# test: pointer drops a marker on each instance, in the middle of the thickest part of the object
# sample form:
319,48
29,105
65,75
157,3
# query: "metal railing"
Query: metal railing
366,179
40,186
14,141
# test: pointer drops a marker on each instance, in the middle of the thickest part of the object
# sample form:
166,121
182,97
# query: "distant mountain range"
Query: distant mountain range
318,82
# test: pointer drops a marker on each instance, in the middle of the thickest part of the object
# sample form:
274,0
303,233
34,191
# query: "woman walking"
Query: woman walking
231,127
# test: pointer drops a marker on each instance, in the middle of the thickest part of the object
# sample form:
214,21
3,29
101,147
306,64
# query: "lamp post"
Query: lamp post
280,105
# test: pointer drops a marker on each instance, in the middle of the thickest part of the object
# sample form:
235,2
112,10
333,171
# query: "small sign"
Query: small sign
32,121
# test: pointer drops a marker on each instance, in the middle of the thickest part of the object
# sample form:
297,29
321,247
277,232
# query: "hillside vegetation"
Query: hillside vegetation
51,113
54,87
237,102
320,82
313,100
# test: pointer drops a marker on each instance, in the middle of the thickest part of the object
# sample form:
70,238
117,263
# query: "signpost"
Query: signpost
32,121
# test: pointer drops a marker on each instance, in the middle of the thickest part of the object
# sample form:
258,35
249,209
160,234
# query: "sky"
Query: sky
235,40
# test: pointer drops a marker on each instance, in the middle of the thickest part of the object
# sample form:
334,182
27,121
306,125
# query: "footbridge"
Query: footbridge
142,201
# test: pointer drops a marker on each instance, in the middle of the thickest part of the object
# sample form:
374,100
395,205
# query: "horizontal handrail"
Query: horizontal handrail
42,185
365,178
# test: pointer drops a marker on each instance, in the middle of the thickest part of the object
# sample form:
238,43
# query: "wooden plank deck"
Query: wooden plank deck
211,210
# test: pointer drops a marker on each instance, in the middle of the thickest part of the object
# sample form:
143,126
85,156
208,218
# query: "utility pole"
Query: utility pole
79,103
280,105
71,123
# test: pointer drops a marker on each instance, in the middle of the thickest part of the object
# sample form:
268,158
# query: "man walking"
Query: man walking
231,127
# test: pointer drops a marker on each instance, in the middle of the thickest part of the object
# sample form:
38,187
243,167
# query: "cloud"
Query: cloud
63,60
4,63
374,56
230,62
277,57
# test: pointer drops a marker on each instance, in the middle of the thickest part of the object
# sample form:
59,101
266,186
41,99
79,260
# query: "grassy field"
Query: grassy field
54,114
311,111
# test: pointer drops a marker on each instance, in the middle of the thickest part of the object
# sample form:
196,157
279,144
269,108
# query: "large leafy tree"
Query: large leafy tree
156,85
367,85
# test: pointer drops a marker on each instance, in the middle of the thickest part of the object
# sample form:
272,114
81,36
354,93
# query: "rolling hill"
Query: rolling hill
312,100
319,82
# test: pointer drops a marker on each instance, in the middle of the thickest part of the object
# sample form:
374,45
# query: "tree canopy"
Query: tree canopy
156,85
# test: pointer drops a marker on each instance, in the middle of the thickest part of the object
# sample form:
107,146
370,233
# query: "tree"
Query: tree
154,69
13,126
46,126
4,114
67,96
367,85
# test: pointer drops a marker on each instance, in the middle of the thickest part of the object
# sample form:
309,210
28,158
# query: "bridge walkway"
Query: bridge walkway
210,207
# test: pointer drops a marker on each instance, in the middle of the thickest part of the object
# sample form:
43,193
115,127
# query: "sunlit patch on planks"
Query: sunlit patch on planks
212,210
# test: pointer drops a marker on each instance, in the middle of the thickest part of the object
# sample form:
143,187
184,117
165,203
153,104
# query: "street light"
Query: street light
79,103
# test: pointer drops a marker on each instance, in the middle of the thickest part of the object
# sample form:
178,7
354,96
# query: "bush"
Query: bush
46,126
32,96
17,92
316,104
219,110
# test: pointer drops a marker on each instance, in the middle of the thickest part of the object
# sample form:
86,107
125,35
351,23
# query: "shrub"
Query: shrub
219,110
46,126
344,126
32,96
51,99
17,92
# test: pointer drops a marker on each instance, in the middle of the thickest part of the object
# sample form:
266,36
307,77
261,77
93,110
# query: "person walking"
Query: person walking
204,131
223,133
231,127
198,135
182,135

============

*OBJECTIVE*:
Extract all lines as given.

*RESPONSE TO THIS EXERCISE*:
# test: pointer drops a marker on each instance, in the middle of the thickest part of the object
# sample form:
319,48
29,105
65,75
157,3
# query: "metal railing"
Query: metal railing
366,179
40,186
14,141
# test: pointer drops a marker on each instance, in the middle of the thickest part of the object
# sample form:
166,121
182,97
# query: "distant mountain range"
Query: distant mountain range
318,82
# test: pointer drops a marker on each instance, in the middle of the thickest part of the object
# sample form:
274,0
303,233
34,191
# query: "woman walking"
Query: woman walking
231,127
# test: pointer drops a marker on each instance, in the middle of the thickest part of the object
# sample form:
214,21
3,29
101,147
306,64
# query: "lamp post"
Query: lamp post
280,105
# test: pointer drops a marker on each instance, in the middle of the thickest part of the object
# sample form:
235,2
112,10
333,171
# query: "small sign"
Query: small sign
32,121
# test: pointer drops a marker on each instance, in the middle of the thickest part of the object
# sample form:
297,29
321,247
277,232
# query: "hillside vegetation"
Query: hillside vegetation
51,113
54,87
237,102
320,82
313,100
# test: pointer drops a marker on each instance, in the middle of the thickest part of the object
# sample form:
70,238
117,263
# query: "signpost"
Query: signpost
32,121
# test: pointer drops a marker on each instance, in the middle of the thickest part of the object
# sample form:
258,35
249,209
160,234
# query: "sky"
Query: sky
235,40
# test: pointer drops a marker on each instance, in the middle of the thickest part of the object
# sample form:
334,182
27,121
306,125
# query: "footbridge"
Query: footbridge
142,201
# test: pointer drops a marker on each instance, in the middle of the thickest part of the object
# sample form:
374,100
395,205
# query: "horizontal handrail"
Query: horizontal handrail
42,185
365,178
# test: pointer drops a marker on each instance, in the middle of the thickest part of the object
# sample form:
238,43
# query: "wooden plank deck"
Query: wooden plank deck
211,210
# test: pointer drops a marker on each instance, in the middle of the thickest part of the object
# sample form:
143,126
85,156
208,218
# query: "utility pole"
Query: utility pole
79,103
280,105
71,123
# test: pointer drops a marker on each instance, in the middle of the thickest part of the object
# sample form:
268,158
# query: "man walking"
Query: man walking
231,127
# test: pointer drops a marker on each instance, in the middle of the thickest part of the object
# sample form:
38,187
243,167
# query: "cloud"
Query: cloud
63,60
4,63
374,56
230,62
277,57
# test: pointer drops a marker on each instance, in the middle of the thickest part of the object
# sample form:
59,101
266,186
41,99
79,260
# query: "grassy field"
Query: grassy field
54,114
311,111
# test: pointer drops a marker on each instance, in the middle of the thickest part of the object
# sample form:
196,157
279,144
269,108
# query: "large leafy tree"
Query: large leafy tree
156,85
367,85
# test: pointer drops a marker on each instance, in the middle of the thickest part of the object
# sample form:
272,114
81,36
354,93
# query: "rolling hill"
Query: rolling hill
312,100
319,82
# test: pointer drops a marker on each instance, in the middle of the thickest part of the object
# sample form:
374,45
# query: "tree canopy"
Query: tree canopy
156,85
# test: pointer drops a marker on each instance, in the middle of the thickest part of the object
# sample form:
107,146
370,233
# query: "tree"
Query: tree
154,69
13,126
46,126
4,114
67,96
367,85
# test: pointer drops a marker on each instance, in the middle of the thickest part of the object
# sample form:
309,210
28,158
# query: "bridge walkway"
Query: bridge walkway
210,207
# test: pointer drops a marker on each instance, in the middle of the thickest part of the object
# sample form:
43,193
115,127
# query: "sunlit patch on planks"
Query: sunlit patch on planks
212,210
# test: pointer drops a marker on each instance, in the middle of the thickest part of the object
# sample form:
143,187
184,117
165,203
153,104
# query: "street light"
Query: street light
79,103
# test: pointer drops a marker on each instance, in the middle of the thickest part of the object
# sample form:
178,7
354,96
# query: "bush"
Query: bush
46,126
32,96
17,92
316,104
219,110
# test: pointer drops a marker on each instance, in the middle of the thickest part of the object
# sample form:
86,107
125,35
351,23
# query: "shrub"
Query: shrub
219,110
46,126
344,126
32,96
51,99
17,92
# test: pointer drops a marker on each instance, in the middle of the thickest part of the object
# sample form:
266,36
307,77
261,77
93,110
# query: "person walking"
Query: person walking
204,131
223,133
231,127
198,135
182,135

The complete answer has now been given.